PROVIDED PASSAGE —
>> begin

WILLIAMSTOWN, Mass. — Williams College has awarded the annual George Olmsted Jr. Class of 1924 Prize for Excellence in Secondary School Teaching to four outstanding high school teachers.

The recipients are Katherine D. Nuzzo, a chemistry teacher at Joel Barlow High School in Redding, Conn.; Lois Sauberlich, an English teacher at Wrightstown High School in Wrightstown, Wis.; Brian Sheehy, a history teacher at North Andover High School in North Andover, Mass.; and Nickolas T. Wilson, a former English teacher at Northcoast Preparatory Academy in Arcata, Calif., and current English teacher at Durham High School in Durham, Calif.

Each year, Williams seniors nominate high school teachers who played influential roles in their lives and education. A committee of faculty, staff and students choose winners from among the nominees. Recipients of the award receive $3,000, and an additional $5,000 is given to each recipient's school. The Olmsted Prize was established in 1976 with an endowment from the estates of George Olmsted Jr. and his wife, Frances.

Katherine D. Nuzzo, Joel Barlow High School, Redding, Conn.

Megan Siedman ’20 reflected on her time as Nuzzo’s student in saying, "She has made me a problem solver, a future educator, and, in so many ways, someone who was capable of graduating from Williams College." Nuzzo is committed to helping her students reach their full potential both inside and outside of the classroom, and Siedman noted that Nuzzo encouraged her students to pursue every opportunity and challenge, fostering deep personal connections with them.

Since 1996 Nuzzo has taught chemistry at Joel Barlow High School. Beyond the classroom she has brought several programs to the school, including Unified Wellness, a program that brings together general education students, local gardeners, and students with special needs; the Connecticut Science Fair; and the Sikorsky STEM Challenge, in which students apply their STEM knowledge to solve a real-world problem. Nuzzo cares about the entire school community, and is a mentor for new teachers. Trained in social and emotional learning (SEL), she has spearheaded school-wide efforts to spread the SEL message among all members of the community.

Nuzzo sees her classroom as a place to learn real-world skills and reminds students to "be kind, do the right thing, know yourself and take care of yourself mentally and physically. Be flexible, find your passion, take risks, failure is how we learn, grades aren't who you are, but where you were at that moment in time, discover how you learn best, find your humor and above all become a contributing member of your community." Joel Barlow High School’s Head of School Gina M. Pin called Nuzzo "a changemaker who builds sustainability by shifting responsibilities to the students. [She] trusts the abilities of all students and challenges them all to think more deeply."

Lois Sauberlich, Wrightstown High School, Wrightstown, Wis.

Landon Marchant ’20 called Sauberlich "a tireless defender and advocate for those who cannot speak up or need an ally. Lois taught me what it looks like to stand up for oneself as well as others, when to be quiet and when to raise hell — a lesson that has informed my advocacy and life." Marchant added. "When I attended high school, no one talked about PFLAG, GLAAD, or HRC. We didn't use words like 'multiculturalism,' 'intersectionality,’ or ‘privilege.’ But Lois saw injustice and hurt, saw children wondering if they belonged in this world, and saw potential — she took all that in, and gave us everything."

>> end

SET OF TASKS —
1 – According to the Olmsted Prize announcement, how much money is given to each recipient's school?
2 – Name every program the Olmsted Prize announcement says Nuzzo brought to Joel Barlow High School.

DATA LISTING —

>> begin

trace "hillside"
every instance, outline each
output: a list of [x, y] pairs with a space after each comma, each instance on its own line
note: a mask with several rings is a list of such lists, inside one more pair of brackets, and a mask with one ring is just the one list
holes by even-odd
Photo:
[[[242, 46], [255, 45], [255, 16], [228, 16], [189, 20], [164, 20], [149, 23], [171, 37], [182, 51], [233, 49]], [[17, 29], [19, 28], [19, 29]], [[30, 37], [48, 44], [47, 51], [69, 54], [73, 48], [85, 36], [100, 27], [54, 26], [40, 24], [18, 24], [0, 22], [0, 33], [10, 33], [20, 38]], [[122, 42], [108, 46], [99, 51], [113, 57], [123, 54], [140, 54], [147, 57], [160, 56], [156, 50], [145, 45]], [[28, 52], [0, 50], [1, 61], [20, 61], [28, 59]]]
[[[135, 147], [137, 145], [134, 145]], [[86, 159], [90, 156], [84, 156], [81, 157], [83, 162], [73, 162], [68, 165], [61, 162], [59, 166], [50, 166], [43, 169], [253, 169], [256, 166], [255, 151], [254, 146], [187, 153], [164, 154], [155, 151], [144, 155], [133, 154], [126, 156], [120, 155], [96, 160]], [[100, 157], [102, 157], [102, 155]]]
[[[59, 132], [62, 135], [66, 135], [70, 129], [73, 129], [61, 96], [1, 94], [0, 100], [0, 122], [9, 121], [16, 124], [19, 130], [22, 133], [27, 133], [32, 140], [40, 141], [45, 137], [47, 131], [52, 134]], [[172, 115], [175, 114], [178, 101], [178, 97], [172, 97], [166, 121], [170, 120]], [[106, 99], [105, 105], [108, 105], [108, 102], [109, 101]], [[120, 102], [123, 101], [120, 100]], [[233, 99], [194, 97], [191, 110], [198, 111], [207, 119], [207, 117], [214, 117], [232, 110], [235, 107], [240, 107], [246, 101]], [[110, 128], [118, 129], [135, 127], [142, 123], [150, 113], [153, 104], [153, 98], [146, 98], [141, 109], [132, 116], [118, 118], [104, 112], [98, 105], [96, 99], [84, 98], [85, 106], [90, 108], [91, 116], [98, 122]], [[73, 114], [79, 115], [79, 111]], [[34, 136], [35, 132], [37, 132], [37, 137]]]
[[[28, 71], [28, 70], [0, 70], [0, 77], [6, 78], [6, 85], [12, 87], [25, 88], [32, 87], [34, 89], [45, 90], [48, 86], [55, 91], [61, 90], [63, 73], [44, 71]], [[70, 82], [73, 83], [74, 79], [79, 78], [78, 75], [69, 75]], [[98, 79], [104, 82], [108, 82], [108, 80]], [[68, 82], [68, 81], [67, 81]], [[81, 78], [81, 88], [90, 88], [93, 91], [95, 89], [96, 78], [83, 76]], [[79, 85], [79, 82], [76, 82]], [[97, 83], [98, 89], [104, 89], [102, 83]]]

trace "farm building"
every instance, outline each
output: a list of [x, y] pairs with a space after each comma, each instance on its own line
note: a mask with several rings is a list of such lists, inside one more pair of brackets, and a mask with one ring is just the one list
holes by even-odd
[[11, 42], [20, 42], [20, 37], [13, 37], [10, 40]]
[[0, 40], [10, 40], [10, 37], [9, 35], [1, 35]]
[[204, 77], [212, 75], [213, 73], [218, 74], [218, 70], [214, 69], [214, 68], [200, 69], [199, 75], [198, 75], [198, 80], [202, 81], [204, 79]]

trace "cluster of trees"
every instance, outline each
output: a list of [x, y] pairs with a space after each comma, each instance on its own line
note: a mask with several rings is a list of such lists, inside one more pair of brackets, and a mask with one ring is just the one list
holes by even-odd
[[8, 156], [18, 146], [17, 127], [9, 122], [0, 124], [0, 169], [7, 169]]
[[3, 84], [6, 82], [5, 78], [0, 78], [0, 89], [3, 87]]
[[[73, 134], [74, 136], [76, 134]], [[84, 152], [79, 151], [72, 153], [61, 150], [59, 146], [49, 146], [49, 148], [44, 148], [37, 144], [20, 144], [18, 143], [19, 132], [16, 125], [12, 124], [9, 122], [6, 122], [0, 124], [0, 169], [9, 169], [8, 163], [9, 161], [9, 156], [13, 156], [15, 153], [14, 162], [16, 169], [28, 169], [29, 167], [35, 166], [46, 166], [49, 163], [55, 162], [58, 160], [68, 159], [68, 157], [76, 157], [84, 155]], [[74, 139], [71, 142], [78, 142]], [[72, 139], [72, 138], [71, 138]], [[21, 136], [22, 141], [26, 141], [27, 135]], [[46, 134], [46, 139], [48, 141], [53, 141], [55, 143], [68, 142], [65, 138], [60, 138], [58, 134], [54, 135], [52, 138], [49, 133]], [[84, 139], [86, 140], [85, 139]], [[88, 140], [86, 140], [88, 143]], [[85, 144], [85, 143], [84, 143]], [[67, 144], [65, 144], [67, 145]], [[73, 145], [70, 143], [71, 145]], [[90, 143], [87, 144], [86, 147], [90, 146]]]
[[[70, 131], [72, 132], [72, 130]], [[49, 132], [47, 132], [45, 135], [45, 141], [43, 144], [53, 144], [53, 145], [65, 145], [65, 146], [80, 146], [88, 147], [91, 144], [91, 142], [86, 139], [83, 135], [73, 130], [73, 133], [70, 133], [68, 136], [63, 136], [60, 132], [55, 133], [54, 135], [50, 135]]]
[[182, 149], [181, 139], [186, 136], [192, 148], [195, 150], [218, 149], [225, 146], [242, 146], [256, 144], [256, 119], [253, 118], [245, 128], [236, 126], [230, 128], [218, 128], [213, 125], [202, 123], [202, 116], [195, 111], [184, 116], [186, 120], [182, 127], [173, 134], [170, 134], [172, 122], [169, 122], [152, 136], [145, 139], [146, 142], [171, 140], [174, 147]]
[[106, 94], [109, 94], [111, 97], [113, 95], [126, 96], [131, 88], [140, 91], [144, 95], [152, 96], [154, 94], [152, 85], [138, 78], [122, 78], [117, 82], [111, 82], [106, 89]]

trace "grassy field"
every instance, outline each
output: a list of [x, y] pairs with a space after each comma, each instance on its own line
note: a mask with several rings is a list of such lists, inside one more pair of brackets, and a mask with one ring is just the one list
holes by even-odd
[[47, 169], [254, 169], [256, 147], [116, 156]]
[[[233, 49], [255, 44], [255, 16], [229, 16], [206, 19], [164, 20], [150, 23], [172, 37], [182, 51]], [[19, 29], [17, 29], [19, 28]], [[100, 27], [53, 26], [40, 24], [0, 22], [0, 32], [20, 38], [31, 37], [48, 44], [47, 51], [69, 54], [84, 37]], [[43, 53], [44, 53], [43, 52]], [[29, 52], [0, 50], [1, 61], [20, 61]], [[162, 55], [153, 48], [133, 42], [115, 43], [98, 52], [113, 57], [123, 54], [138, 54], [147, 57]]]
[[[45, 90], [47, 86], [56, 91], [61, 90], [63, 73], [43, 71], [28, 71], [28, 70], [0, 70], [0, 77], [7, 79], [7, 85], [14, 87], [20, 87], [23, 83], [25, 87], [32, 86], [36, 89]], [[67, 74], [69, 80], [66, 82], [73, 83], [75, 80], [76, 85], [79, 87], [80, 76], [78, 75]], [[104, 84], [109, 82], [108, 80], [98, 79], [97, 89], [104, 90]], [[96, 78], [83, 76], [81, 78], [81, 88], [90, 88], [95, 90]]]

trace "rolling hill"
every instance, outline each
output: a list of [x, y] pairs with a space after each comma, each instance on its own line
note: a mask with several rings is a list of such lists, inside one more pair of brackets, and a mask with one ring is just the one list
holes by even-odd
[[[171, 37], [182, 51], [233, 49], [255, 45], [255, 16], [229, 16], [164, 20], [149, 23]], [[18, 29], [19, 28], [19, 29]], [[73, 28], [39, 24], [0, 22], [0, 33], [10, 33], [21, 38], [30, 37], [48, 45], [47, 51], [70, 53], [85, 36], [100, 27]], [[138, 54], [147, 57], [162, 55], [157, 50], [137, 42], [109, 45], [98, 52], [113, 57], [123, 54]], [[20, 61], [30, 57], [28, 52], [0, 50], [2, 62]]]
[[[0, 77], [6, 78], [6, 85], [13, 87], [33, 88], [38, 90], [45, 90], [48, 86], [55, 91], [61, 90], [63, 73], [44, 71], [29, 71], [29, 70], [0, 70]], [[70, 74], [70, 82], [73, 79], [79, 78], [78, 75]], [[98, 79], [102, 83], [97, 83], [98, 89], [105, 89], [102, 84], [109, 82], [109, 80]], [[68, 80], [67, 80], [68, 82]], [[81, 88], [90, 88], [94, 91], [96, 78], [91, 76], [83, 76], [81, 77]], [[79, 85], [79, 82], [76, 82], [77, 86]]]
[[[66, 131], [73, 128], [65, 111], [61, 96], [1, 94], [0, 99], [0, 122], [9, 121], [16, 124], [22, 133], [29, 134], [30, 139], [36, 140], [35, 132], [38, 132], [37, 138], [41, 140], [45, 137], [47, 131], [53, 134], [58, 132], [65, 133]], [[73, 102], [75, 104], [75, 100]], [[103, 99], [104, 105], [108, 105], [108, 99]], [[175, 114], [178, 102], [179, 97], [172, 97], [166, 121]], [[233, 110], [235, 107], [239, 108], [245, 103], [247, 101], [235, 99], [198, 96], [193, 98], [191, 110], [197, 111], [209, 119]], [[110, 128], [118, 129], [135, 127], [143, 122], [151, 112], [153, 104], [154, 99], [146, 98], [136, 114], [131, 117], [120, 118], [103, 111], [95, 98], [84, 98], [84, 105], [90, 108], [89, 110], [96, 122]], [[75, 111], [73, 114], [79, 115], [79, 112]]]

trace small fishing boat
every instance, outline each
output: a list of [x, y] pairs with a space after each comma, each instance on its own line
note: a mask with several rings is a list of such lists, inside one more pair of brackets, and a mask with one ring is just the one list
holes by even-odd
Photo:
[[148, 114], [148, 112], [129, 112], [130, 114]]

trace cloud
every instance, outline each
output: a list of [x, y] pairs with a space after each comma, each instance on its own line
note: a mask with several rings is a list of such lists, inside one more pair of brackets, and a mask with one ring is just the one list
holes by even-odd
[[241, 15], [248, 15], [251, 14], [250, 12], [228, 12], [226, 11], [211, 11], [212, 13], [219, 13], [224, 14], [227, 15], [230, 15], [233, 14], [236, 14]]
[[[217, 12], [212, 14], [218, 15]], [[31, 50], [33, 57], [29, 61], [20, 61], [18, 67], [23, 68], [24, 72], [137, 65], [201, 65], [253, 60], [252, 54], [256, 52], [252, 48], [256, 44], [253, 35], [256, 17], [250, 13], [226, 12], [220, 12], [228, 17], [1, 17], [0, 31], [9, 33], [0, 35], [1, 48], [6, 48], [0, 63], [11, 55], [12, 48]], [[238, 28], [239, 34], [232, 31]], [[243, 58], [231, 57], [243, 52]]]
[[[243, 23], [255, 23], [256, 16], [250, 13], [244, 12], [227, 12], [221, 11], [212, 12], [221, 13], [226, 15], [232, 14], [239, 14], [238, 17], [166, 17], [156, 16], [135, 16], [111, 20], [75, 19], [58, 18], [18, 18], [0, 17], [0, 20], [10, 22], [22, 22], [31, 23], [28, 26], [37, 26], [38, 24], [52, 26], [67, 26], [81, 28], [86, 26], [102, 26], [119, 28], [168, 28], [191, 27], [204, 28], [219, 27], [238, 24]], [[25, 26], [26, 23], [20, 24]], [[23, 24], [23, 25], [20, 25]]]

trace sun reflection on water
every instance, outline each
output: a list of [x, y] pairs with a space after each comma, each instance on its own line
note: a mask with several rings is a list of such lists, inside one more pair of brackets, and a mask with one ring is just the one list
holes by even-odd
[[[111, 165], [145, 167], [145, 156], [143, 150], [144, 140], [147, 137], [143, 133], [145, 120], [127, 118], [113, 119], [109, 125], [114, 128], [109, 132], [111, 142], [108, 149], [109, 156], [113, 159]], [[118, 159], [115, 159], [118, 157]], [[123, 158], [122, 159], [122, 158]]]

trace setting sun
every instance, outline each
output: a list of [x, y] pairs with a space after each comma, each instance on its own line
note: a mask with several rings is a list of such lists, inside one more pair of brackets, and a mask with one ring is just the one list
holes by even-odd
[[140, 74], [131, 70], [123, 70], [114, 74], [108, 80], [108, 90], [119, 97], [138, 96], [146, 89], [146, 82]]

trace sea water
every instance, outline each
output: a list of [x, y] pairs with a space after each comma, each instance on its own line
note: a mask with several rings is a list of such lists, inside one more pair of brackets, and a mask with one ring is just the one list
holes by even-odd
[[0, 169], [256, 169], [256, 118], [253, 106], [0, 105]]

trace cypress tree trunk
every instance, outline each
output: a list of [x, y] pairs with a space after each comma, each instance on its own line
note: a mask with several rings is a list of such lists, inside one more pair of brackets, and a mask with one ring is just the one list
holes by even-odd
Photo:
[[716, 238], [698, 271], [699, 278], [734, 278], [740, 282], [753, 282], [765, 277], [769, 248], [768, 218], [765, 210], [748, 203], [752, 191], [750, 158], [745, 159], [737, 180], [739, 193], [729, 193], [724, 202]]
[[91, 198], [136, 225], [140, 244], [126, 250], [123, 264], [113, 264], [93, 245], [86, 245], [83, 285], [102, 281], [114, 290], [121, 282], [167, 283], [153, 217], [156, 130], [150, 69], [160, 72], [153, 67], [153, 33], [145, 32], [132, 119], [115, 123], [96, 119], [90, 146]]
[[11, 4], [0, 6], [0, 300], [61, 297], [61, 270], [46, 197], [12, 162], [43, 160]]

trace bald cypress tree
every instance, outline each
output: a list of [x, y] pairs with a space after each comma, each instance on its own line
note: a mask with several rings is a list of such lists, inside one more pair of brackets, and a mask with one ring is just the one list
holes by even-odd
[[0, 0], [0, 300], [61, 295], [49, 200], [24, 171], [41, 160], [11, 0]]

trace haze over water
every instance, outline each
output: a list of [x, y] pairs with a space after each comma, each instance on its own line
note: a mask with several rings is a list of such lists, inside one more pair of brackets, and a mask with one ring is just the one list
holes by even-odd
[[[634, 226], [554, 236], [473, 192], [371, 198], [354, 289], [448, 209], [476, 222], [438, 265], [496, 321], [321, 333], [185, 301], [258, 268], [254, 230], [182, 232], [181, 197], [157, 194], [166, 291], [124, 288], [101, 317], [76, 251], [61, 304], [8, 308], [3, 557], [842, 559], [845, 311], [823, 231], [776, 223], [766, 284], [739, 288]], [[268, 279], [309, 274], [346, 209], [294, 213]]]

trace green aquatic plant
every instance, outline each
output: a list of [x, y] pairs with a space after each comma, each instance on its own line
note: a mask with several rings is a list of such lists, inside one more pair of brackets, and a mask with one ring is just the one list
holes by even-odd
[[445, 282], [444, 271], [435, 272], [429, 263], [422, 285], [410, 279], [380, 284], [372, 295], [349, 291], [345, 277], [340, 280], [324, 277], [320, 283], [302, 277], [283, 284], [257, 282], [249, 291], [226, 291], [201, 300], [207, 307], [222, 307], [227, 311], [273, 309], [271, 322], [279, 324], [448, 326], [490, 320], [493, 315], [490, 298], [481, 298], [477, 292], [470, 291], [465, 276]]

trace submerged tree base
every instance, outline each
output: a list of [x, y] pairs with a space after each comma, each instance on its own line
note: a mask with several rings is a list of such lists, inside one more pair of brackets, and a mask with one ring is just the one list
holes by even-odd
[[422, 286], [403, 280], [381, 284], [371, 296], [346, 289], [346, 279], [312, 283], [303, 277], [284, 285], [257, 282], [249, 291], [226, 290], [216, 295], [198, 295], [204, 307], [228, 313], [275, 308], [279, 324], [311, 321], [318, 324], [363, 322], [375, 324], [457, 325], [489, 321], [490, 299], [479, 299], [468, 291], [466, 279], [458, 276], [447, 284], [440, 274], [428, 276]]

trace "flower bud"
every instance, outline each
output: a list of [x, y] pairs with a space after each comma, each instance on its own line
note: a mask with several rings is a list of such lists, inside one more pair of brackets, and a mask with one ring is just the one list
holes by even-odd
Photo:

>> end

SOLUTIONS TO THE TASKS —
1 – $5,000

2 – Unified Wellness, the Connecticut Science Fair, and the Sikorsky STEM Challenge